* _Stated problem_
Repeat the material exactly, leaving nothing out.

Point annotation dataset records

>> BEGIN

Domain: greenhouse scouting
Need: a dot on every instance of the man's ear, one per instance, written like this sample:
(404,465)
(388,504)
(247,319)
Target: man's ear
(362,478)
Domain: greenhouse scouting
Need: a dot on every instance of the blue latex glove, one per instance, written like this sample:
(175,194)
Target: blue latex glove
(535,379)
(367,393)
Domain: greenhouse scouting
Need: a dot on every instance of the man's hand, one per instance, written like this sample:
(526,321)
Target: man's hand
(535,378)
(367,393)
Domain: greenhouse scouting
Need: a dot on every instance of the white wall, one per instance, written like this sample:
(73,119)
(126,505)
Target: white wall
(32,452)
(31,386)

>> END

* _Complete output_
Domain: greenhouse scouting
Need: a dot on every instance of the man's ear, one per instance, written like this sample:
(404,465)
(388,504)
(247,319)
Target: man's ear
(362,478)
Domain: greenhouse scouting
Need: a dot on every instance of the blue latex glove, one per instance, written like this sample:
(175,194)
Target: blue latex glove
(535,379)
(367,393)
Domain: greenhouse scouting
Need: a dot on every instance of the man's hand, one per instance, written like this sample:
(526,321)
Target: man's hand
(535,378)
(367,393)
Domain: greenhouse scouting
Need: a dot on every instance of the white wall, one per instance, written like this sample:
(73,119)
(126,505)
Target: white wall
(32,452)
(31,386)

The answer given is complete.